◆ THE REQUEST:
Pull out each line in the rows below that contains the string "rough", and list those lines in their original order.

* START WORKING DATA *

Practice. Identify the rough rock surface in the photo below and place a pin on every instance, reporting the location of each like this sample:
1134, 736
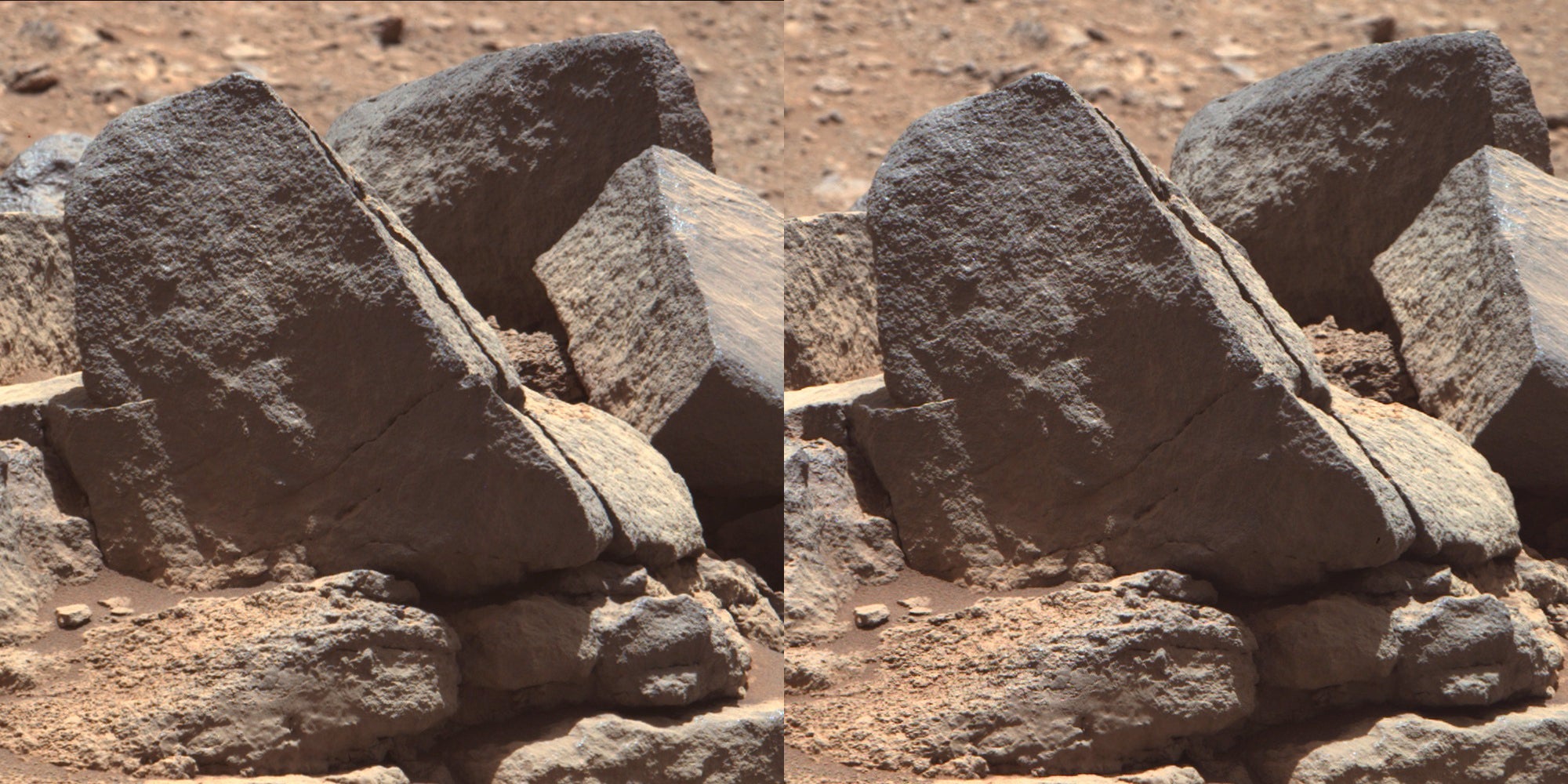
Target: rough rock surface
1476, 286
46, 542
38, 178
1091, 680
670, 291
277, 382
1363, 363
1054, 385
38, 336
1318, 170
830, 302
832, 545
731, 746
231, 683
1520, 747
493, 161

* END WORKING DATA *
* START WORKING DATA *

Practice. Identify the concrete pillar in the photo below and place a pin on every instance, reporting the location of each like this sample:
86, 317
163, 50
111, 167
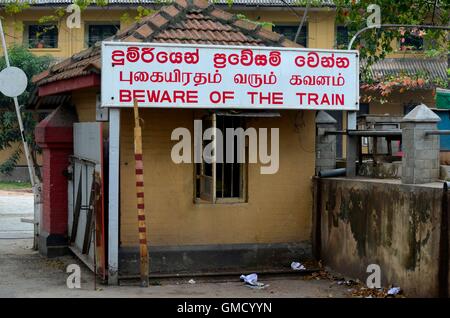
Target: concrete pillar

* END WORKING DATA *

◆ ANSWER TO THE PROBLEM:
Practice. Identify the rough rock surface in the photo below and place a pin on every instance, reporting the location of each like this sample:
Target: rough rock surface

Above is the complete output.